Task brief: Identify every line in the records below that contains the word "distant", and reproduce each one.

= = = = = = =

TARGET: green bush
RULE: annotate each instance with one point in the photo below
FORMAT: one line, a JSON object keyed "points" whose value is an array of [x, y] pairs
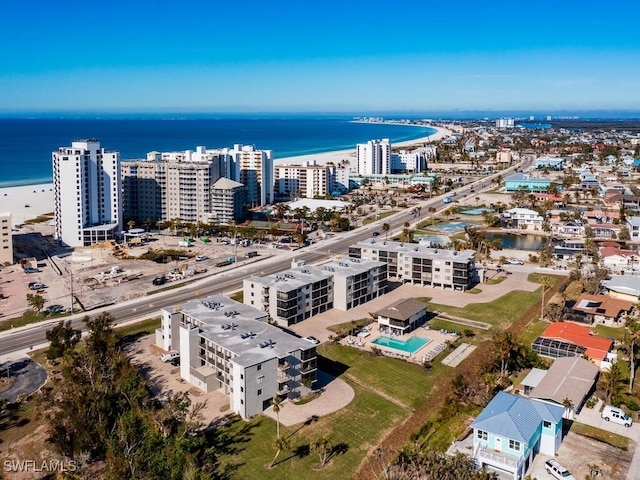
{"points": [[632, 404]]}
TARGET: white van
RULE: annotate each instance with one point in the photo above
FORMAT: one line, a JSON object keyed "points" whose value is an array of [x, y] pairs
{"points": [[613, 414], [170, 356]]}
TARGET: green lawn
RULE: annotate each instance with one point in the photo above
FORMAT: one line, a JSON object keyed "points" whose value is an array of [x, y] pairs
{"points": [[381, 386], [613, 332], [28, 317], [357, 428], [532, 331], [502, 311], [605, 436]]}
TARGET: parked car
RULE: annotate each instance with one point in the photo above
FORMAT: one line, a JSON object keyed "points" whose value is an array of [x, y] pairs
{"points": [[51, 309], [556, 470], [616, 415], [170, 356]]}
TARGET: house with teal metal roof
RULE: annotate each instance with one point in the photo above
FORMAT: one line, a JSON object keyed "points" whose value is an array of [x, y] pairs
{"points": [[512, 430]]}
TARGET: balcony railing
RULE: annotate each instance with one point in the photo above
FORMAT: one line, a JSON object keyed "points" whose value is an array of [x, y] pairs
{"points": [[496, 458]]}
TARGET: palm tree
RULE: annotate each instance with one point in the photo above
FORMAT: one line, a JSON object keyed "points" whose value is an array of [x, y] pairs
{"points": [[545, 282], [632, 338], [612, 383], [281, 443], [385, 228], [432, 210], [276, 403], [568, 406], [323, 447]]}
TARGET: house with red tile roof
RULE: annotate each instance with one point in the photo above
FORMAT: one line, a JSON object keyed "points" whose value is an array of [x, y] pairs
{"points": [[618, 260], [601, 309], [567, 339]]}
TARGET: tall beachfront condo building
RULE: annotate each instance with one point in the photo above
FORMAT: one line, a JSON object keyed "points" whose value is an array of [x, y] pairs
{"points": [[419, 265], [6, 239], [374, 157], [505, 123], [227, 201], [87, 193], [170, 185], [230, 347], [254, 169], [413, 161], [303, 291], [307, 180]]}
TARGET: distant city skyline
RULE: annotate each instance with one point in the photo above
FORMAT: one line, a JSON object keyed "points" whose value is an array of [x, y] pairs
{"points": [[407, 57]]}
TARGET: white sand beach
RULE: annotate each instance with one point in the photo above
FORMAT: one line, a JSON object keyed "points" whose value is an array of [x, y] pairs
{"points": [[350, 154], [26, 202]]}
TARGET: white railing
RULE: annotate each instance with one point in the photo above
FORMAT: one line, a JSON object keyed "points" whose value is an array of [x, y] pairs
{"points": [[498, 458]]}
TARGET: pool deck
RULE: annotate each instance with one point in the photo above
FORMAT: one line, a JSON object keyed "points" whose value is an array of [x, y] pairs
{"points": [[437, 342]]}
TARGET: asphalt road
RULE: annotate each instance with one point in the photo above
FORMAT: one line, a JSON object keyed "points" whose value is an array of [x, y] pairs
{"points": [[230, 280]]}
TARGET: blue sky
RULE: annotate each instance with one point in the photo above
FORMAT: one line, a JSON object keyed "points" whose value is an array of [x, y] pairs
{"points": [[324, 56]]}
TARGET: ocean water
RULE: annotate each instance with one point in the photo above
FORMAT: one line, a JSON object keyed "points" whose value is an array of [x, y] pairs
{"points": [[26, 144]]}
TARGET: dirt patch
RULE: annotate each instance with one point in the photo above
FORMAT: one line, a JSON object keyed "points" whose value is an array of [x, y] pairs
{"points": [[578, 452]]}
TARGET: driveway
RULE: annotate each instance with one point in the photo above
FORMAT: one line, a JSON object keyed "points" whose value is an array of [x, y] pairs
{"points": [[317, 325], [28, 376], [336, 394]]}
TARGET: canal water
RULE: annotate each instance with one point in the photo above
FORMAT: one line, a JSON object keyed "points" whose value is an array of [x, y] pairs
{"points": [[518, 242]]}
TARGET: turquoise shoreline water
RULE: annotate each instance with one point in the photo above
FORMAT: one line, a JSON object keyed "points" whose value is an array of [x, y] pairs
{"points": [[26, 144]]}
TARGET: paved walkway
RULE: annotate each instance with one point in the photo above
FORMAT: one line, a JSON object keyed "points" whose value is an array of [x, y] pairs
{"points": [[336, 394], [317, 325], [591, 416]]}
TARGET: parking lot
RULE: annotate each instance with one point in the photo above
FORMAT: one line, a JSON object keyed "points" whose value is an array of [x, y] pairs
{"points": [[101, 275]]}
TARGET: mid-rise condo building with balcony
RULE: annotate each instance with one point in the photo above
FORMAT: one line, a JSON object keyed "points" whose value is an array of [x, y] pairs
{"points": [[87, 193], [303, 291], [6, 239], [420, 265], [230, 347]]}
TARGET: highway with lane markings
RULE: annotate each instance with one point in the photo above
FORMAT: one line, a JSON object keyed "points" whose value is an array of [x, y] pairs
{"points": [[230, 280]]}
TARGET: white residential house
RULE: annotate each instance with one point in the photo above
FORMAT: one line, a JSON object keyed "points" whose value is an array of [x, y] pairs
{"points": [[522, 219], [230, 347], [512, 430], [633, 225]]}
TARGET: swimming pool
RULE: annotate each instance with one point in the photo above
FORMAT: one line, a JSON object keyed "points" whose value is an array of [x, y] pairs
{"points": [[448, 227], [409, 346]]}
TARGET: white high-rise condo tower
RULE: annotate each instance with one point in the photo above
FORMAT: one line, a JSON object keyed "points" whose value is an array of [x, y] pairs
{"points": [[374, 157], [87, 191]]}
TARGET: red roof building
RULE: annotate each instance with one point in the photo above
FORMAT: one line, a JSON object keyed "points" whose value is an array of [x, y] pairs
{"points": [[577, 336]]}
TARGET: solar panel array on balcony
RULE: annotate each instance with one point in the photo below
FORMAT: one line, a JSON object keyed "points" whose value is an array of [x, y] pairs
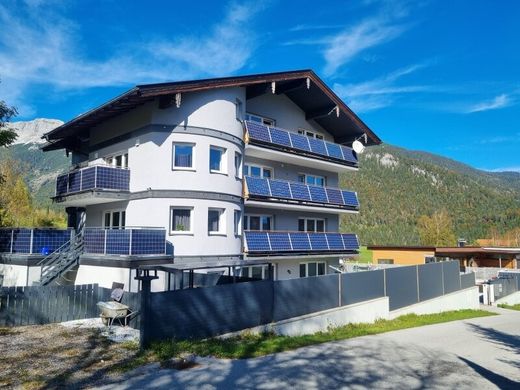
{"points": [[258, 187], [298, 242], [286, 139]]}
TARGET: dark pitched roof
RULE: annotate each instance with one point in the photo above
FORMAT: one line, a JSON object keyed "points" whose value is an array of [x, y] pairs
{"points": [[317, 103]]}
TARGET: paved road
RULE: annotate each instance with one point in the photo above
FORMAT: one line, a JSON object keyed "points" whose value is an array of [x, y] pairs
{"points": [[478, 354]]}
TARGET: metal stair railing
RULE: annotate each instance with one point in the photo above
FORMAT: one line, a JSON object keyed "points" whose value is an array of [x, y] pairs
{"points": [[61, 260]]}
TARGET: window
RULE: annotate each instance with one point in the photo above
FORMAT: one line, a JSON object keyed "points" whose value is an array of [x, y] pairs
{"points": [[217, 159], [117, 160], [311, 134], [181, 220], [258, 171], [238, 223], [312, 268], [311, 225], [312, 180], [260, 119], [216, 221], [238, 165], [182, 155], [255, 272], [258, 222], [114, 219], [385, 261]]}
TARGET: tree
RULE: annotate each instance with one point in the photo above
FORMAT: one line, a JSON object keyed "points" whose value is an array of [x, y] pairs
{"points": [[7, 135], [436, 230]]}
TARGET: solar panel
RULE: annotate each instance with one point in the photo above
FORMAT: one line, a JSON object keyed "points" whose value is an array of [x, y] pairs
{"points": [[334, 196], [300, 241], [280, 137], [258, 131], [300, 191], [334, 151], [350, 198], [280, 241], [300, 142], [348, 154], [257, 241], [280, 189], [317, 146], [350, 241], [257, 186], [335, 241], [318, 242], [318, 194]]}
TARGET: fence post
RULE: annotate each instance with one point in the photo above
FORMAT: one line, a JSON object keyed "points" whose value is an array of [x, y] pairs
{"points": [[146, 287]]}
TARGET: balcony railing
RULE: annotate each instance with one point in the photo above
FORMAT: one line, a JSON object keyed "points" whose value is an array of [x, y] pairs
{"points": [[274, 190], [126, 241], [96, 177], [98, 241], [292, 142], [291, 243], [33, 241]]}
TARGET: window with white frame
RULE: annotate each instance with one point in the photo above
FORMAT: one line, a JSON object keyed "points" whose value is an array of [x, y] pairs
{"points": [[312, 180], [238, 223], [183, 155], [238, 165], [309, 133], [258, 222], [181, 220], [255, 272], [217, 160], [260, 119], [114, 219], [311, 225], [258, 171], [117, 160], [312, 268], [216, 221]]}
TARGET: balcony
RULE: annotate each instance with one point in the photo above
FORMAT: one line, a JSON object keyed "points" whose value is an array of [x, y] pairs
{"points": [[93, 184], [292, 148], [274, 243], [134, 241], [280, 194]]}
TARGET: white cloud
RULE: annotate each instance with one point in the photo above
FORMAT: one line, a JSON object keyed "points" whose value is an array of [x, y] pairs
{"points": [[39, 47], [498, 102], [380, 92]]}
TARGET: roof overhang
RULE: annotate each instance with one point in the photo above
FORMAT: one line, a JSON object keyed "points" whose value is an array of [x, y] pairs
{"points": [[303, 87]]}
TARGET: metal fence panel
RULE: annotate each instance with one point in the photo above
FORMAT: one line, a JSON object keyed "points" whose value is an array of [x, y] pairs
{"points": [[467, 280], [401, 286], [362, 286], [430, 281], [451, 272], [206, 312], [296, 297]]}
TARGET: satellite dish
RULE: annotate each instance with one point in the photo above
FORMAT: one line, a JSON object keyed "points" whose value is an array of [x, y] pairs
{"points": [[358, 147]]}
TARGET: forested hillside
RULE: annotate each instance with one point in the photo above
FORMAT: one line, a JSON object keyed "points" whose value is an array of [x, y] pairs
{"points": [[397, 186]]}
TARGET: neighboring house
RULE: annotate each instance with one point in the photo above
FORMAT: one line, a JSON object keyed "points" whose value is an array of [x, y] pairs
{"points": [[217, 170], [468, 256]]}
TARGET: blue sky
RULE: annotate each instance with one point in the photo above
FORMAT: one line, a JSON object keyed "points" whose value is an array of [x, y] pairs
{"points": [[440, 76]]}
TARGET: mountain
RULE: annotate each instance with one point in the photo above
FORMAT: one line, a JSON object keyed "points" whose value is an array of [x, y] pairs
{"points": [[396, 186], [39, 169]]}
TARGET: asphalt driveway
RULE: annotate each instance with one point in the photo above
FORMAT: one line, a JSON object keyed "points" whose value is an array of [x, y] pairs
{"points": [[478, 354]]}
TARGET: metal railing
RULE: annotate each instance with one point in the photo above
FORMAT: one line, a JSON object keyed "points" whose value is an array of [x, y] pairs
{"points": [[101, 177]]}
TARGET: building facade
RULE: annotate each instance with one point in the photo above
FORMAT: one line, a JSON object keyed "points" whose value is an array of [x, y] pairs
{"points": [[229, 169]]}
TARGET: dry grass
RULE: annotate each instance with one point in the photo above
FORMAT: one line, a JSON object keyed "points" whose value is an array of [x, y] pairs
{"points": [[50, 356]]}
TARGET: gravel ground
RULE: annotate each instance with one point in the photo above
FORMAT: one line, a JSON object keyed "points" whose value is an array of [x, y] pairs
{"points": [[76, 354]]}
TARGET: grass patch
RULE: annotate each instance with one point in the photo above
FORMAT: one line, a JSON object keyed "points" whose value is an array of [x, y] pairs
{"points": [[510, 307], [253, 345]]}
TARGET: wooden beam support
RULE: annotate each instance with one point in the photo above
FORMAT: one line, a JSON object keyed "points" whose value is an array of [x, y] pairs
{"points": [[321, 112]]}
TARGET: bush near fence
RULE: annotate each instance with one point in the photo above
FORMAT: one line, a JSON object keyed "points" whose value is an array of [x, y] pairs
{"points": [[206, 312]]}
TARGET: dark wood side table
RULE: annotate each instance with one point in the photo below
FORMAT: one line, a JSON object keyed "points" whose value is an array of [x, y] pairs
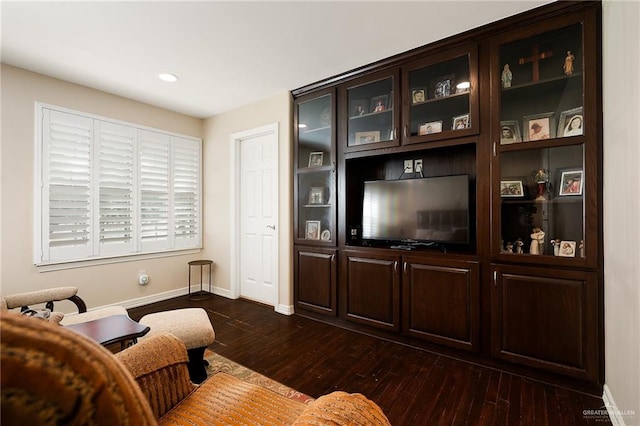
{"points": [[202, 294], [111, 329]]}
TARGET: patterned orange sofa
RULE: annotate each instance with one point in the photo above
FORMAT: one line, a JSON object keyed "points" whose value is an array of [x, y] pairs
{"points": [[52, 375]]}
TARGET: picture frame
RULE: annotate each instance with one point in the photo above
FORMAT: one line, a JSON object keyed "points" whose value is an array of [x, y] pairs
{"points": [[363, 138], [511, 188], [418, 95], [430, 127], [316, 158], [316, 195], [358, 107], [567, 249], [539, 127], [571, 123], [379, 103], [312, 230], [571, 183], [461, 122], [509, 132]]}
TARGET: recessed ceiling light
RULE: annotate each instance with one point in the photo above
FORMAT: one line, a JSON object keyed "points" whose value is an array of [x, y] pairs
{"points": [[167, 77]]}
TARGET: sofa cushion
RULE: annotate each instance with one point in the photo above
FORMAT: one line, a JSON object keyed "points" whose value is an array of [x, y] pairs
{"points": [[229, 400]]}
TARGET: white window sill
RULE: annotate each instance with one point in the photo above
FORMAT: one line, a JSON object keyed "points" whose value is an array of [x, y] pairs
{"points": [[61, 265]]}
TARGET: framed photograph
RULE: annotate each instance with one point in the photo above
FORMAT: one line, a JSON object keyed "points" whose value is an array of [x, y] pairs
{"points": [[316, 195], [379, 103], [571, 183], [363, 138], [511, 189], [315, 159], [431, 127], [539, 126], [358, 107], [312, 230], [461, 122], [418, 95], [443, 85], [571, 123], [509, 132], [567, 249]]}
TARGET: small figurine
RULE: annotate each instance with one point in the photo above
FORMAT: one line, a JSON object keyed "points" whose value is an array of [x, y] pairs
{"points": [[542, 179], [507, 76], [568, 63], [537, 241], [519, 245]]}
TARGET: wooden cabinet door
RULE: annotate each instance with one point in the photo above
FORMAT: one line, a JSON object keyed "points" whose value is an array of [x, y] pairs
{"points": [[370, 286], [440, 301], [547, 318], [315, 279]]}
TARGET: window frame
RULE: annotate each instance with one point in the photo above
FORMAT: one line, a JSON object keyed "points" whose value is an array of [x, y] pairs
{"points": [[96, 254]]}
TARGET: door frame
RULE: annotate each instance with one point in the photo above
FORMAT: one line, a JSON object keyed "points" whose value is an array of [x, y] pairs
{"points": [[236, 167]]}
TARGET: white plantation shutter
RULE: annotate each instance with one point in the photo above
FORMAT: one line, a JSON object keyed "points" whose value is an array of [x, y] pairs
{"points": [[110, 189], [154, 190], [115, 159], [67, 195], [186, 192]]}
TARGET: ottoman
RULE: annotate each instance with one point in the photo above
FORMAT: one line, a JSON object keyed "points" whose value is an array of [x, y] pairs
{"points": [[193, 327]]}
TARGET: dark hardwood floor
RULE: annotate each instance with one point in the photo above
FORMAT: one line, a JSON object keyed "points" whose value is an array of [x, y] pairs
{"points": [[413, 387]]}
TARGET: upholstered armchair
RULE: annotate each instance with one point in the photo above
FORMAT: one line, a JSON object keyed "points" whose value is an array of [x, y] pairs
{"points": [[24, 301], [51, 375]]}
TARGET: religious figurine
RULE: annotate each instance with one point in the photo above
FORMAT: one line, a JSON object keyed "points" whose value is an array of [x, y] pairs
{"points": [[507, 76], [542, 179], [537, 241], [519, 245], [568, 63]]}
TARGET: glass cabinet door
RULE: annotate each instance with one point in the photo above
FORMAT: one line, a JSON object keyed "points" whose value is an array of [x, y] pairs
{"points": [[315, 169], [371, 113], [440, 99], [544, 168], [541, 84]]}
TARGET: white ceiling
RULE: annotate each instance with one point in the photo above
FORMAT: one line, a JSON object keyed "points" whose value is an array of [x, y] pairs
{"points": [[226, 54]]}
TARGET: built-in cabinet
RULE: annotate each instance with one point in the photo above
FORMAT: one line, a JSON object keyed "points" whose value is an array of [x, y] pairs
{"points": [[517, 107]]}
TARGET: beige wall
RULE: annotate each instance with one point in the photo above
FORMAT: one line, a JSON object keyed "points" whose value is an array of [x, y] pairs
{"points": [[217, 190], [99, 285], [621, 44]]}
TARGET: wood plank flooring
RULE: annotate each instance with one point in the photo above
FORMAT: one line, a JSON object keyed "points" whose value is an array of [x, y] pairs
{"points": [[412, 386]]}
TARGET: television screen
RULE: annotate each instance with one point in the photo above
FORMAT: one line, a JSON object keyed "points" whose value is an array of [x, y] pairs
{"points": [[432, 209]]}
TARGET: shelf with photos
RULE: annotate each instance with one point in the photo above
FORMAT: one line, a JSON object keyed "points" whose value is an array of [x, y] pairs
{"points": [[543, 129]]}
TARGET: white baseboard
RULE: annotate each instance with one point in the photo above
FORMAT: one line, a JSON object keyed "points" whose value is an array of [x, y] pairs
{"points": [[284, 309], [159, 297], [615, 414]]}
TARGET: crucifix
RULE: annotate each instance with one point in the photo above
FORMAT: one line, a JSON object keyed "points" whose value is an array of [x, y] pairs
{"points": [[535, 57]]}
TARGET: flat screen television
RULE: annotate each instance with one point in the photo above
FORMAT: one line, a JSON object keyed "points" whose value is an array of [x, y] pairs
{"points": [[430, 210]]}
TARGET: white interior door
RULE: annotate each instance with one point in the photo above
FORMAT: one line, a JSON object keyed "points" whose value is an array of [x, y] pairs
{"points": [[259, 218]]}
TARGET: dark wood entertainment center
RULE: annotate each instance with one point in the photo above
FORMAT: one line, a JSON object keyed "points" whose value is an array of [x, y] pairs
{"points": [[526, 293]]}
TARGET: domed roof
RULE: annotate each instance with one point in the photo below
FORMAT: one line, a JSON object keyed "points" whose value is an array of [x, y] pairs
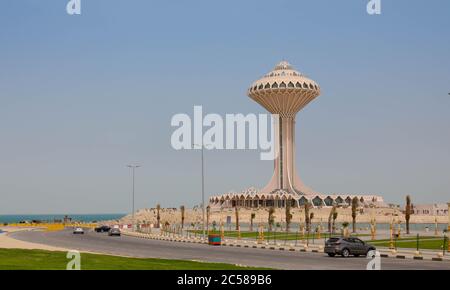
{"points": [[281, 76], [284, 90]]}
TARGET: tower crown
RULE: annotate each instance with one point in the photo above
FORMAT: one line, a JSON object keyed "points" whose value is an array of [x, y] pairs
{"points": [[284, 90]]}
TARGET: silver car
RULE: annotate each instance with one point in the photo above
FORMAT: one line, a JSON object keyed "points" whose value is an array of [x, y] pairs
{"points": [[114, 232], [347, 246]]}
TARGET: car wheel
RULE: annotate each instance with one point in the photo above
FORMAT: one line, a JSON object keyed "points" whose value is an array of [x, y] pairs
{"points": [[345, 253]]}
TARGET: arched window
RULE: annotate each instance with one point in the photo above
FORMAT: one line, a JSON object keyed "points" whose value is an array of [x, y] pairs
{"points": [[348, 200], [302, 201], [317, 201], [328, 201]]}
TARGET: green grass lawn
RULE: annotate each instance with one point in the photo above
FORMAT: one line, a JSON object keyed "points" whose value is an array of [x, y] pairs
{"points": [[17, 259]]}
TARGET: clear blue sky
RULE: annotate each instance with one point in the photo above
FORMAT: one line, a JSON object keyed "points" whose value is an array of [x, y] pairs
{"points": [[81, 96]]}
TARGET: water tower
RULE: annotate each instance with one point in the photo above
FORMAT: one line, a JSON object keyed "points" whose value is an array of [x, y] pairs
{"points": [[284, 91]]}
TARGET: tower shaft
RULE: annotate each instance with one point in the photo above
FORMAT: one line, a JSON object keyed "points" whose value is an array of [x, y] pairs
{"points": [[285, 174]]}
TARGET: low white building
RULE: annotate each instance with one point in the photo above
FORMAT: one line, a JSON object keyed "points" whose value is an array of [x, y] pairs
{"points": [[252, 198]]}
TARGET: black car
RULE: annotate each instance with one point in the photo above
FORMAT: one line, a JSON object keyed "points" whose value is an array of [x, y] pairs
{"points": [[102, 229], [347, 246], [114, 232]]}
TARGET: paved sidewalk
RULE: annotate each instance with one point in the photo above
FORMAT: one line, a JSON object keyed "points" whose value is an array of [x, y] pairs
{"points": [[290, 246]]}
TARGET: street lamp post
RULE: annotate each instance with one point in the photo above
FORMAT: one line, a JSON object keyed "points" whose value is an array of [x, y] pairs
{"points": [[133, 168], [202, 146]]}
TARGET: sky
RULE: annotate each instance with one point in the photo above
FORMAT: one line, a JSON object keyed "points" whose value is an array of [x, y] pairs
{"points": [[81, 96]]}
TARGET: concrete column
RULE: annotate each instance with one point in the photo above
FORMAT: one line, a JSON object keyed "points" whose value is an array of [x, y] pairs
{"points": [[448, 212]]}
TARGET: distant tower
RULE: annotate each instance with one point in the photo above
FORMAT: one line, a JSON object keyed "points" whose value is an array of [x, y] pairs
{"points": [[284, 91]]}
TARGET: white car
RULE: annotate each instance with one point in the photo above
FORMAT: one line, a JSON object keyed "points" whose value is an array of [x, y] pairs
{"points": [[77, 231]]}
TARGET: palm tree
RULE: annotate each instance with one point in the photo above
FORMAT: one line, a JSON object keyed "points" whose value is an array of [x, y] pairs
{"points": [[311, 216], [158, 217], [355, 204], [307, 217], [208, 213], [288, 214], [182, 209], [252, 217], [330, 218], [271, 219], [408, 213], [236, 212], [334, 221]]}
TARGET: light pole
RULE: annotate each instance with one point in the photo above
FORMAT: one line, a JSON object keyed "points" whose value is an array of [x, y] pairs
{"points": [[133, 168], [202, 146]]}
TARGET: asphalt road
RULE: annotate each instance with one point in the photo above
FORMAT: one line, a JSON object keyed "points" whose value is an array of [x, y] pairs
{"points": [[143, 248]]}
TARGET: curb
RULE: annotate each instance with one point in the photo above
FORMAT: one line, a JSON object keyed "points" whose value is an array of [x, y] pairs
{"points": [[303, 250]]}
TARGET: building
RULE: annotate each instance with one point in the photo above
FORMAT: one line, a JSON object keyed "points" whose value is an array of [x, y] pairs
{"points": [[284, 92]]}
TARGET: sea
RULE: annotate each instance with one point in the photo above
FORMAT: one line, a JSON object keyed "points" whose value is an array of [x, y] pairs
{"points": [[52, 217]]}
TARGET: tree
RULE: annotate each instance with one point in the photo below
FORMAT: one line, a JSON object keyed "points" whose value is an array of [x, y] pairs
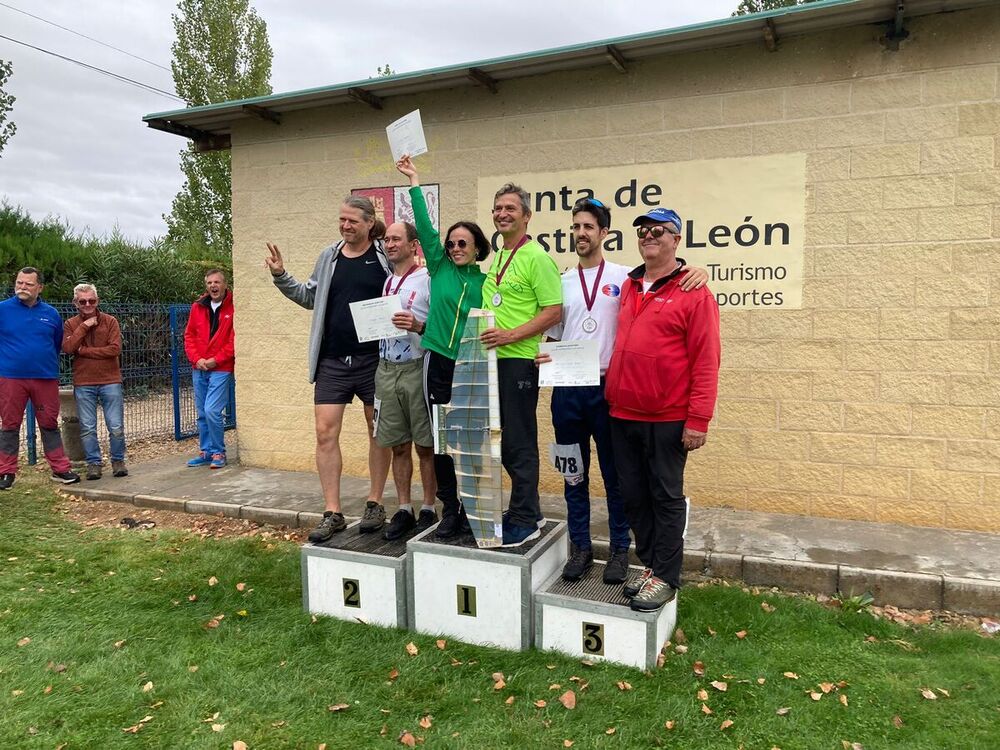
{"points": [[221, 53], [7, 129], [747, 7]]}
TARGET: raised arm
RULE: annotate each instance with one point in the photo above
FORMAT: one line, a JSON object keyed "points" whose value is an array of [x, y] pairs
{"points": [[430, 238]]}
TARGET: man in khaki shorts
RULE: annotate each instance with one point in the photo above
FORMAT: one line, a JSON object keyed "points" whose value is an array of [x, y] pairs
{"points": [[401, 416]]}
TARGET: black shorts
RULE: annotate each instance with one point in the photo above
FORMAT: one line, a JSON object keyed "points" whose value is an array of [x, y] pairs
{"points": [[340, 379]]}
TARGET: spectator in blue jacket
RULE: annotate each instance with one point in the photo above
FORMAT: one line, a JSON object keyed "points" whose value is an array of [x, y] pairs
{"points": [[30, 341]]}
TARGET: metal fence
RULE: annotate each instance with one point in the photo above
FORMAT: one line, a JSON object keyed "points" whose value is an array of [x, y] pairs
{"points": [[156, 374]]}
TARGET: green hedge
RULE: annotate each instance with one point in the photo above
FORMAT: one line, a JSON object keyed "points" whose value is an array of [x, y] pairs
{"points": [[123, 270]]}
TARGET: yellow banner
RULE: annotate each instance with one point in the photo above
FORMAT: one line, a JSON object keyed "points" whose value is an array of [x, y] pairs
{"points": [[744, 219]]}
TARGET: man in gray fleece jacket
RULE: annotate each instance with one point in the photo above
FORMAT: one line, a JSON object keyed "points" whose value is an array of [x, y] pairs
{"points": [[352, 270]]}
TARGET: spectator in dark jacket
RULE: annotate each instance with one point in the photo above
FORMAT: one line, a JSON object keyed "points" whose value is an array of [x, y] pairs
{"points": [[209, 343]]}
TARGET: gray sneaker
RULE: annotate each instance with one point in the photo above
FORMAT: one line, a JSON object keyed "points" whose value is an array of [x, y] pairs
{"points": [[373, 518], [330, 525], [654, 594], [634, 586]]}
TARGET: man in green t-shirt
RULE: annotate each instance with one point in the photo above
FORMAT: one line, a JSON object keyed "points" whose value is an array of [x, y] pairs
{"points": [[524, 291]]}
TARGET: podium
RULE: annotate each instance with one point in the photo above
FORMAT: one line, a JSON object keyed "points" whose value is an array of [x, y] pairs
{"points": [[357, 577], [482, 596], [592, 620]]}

= = = = = = =

Exercise result:
TARGET: distant city skyline
TARGET: distant tower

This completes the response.